▶ [EXERCISE BRIEF]: Reproduce all entries verbatim, with nothing added or dropped.

▶ [THE RECORDS]:
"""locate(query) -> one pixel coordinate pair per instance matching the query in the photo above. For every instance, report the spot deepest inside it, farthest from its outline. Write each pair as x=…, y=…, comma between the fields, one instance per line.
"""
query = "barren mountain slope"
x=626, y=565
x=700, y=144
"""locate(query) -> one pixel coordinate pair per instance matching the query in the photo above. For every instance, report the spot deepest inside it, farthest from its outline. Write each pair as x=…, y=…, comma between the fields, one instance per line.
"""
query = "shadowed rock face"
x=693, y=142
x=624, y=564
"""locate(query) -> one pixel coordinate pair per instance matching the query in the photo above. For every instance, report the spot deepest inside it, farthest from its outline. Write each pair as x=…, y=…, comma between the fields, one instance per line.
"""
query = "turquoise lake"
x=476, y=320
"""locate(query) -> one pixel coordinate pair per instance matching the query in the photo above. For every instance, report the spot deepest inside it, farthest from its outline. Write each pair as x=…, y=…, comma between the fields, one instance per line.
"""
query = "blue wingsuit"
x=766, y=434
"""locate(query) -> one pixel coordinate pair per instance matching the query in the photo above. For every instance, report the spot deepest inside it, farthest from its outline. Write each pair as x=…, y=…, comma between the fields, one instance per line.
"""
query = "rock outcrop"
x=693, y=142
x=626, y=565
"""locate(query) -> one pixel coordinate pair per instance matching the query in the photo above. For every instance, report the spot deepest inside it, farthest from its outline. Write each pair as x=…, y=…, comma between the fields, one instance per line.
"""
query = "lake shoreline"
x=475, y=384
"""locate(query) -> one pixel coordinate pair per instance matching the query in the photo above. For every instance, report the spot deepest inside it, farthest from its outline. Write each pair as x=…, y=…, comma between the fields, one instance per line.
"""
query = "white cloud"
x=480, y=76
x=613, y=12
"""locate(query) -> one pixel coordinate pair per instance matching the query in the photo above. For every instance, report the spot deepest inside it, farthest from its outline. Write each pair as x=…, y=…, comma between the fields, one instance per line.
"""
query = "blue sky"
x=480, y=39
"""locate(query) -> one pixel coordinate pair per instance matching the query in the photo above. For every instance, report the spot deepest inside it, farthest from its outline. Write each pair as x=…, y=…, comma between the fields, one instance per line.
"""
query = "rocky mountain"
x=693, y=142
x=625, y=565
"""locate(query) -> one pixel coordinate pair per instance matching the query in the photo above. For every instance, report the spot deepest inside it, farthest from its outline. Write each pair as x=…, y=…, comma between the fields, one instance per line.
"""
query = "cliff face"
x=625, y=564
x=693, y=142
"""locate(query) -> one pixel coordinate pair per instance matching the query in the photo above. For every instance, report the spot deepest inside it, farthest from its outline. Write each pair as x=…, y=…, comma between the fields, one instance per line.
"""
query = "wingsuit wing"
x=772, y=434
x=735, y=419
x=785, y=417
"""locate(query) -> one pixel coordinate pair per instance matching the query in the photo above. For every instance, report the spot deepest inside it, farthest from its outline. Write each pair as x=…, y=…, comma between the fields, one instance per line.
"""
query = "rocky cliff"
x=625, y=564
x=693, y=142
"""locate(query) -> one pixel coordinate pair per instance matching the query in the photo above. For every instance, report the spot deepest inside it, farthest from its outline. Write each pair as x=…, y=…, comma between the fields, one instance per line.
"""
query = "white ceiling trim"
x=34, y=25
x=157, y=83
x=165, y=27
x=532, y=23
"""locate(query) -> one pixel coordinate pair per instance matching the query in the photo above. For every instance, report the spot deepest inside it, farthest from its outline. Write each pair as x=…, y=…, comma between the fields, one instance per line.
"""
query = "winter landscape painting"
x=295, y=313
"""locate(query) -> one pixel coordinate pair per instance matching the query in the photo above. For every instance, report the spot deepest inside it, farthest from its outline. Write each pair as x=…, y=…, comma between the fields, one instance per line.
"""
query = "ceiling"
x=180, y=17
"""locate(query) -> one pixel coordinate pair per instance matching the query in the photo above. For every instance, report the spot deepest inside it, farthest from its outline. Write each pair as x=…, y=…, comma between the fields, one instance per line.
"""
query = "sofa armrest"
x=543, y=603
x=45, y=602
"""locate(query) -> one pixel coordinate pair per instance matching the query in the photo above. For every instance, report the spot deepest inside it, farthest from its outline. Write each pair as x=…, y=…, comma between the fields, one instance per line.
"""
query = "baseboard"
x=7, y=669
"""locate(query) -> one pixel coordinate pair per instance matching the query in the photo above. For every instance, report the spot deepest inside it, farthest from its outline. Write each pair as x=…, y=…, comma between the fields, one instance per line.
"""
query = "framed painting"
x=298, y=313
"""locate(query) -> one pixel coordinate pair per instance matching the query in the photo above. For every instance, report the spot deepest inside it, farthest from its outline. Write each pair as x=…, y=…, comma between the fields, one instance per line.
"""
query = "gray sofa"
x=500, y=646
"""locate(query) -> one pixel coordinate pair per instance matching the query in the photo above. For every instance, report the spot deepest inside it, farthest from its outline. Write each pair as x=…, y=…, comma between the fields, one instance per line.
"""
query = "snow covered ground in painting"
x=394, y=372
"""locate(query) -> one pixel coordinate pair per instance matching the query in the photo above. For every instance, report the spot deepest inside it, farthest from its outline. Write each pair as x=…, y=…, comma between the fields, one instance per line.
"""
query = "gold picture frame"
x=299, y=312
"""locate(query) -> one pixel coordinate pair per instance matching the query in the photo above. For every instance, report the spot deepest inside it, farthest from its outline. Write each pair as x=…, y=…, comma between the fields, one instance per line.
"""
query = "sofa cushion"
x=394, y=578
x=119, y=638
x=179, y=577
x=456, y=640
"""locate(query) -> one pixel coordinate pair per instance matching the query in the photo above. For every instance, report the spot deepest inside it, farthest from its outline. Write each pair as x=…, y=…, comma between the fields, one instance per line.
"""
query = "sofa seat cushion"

▶ [RESPONSE AREA]:
"""locate(query) -> one pixel coordinate pair per instance matching the query in the photo above. For every instance, report the spot deepest inside it, farthest from its outline. Write each pair as x=…, y=…, comma between the fields, one instance per line.
"""
query = "barren mountain slope"
x=626, y=565
x=700, y=144
"""locate(query) -> one pixel coordinate pair per instance matching the query in the photo above. For every instance, report the spot deepest inside it, farthest from its outline. Write each pair as x=…, y=…, comma between the fields, one instance per line.
"""
query = "shadowed rock face"
x=693, y=142
x=624, y=564
"""locate(query) -> one pixel coordinate pair per instance matching the query in the photo above. For every instance, report the spot deepest inside it, farthest from its outline. Write each pair as x=…, y=…, comma between the fields, one instance per line.
"""
query = "turquoise lake"
x=476, y=320
"""locate(query) -> one pixel coordinate pair per instance matching the query in the photo above. For every instance, report the spot deepest inside it, farthest from its outline. Write each pair as x=…, y=…, comma between the fields, one instance per line.
"""
query = "blue wingsuit"
x=766, y=434
"""locate(query) -> one pixel coordinate pair per instance matching the query in the photo above. For every instance, report the spot deepest inside it, farthest from its outline. Write each pair as x=…, y=…, comma between the fields, one instance per line.
"""
query = "rock outcrop"
x=693, y=142
x=626, y=565
"""locate(query) -> one pixel coordinate pair per instance matching the query in the photo above. For every instance, report the spot deepest inside it, farthest from its outline. Write each pair as x=…, y=…, comma between the fields, one instance per line.
"""
query = "lake shoreline"
x=475, y=384
"""locate(query) -> one pixel coordinate pair per instance matching the query in the photo above. For every instance, report the spot deepest inside it, farthest from its outline. Write each pair as x=…, y=…, comma between the fields, one instance per line.
"""
query = "white cloud"
x=480, y=76
x=613, y=12
"""locate(query) -> one pixel coordinate pair per instance matching the query in the photo above. For every instance, report the spot deepest inside it, farthest from its outline. Write each pair as x=…, y=…, comma between the fields, one instance per line.
"""
query = "blue sky"
x=480, y=39
"""locate(query) -> one pixel coordinate pair per instance matching the query in the photo above. For every instance, report the spot deepest inside it, farthest from its outline. Write each pair as x=…, y=…, comma between the fields, one instance per line.
"""
query = "rocky mountain"
x=693, y=142
x=625, y=565
"""locate(query) -> one pixel coordinate pair per instance matching the query in the photo above. For every instance, report the spot deepest inside it, farthest from its outline. Write each pair as x=…, y=…, comma between the fields, one instance per line.
"""
query = "cliff face"
x=625, y=564
x=693, y=142
"""locate(query) -> one pixel coordinate pair per instance matching the query in the photo above. For every instance, report the spot deepest inside it, farthest from its outline. Write each pair as x=…, y=…, comma between the fields, one instance per line.
"""
query = "wingsuit wing"
x=772, y=434
x=735, y=419
x=785, y=417
"""locate(query) -> one pixel coordinate pair per instance matching the query in the photo above. For every instance, report the spot deepest inside it, farthest from its outline. Write each pair as x=…, y=…, comma between the fields, one instance per line.
"""
query = "rocky cliff"
x=625, y=564
x=693, y=142
"""locate(query) -> one pixel coordinate pair per instance matching the query in the photo above. For every instance, report the spot deepest inside it, farthest from its outline. Write each pair as x=…, y=…, comma between the fields, one instance per line.
"""
query = "white ceiling trim"
x=34, y=25
x=157, y=83
x=165, y=27
x=532, y=23
"""locate(query) -> one pixel coordinate pair per instance matching the query in the photo above. For every instance, report the spot deepest inside it, farthest from its outline. Write each pair as x=…, y=…, comma between the fields, one instance per line.
"""
query = "winter landscape painting"
x=295, y=313
"""locate(query) -> one pixel coordinate pair per instance matching the query in the photo above. For every instance, report the spot deepest inside it, farthest from its outline. Write each pair as x=…, y=…, comma between the fields, one instance per line.
"""
query = "ceiling"
x=180, y=17
"""locate(query) -> one pixel coordinate pair per instance matching the query in the photo above. For every instance, report the spot deepest inside it, farthest from its outline. Write each pair as x=…, y=…, comma between the fields, one instance per line.
"""
query = "sofa armrest"
x=543, y=603
x=45, y=602
"""locate(query) -> one pixel coordinate pair per instance matching the query in the photo above. For every instance, report the spot deepest inside it, farthest from its outline. Write each pair as x=…, y=…, comma between the fields, one instance per line.
"""
query = "baseboard"
x=7, y=669
"""locate(query) -> one pixel coordinate pair per instance matching the query in the photo above. For every instance, report the spot deepest inside it, farthest from its outline. Write each pair as x=…, y=…, comma between the fields, one instance per line.
"""
query = "framed painting"
x=298, y=313
"""locate(query) -> one pixel coordinate pair per instance matching the query in the photo above. For every instance, report the spot deepest inside it, farthest from its outline. Write each pair as x=…, y=…, comma between the fields, one instance per line.
"""
query = "gray sofa"
x=500, y=646
"""locate(query) -> one pixel coordinate pair per instance matching the query in the photo above. For every instance, report the spot deepest inside it, farthest from its outline. Write each pair as x=…, y=…, comma between the fields, one instance per line.
"""
query = "snow covered ground in painting"
x=394, y=372
"""locate(query) -> one pixel coordinate pair per instance matching the query in the photo above. For every instance, report the spot deepest inside it, farthest from its outline. Write each pair as x=…, y=…, comma between the fields, one instance per line.
"""
query = "gold picture frame"
x=299, y=312
"""locate(query) -> one pixel coordinate pair per instance matching the query in the photo above. For every instance, report the spot deepest inside it, farthest from its outline. Write each pair as x=…, y=…, comma between the fields, one instance per line.
"""
query = "sofa cushion"
x=394, y=578
x=119, y=638
x=179, y=577
x=456, y=640
"""locate(query) -> one pixel coordinate pair per instance matching the query in the photo above. For every instance, report the spot deepest inside it, farthest from its outline. Write each pair as x=…, y=…, comma between the fields, one instance per line.
"""
query = "sofa seat cushion"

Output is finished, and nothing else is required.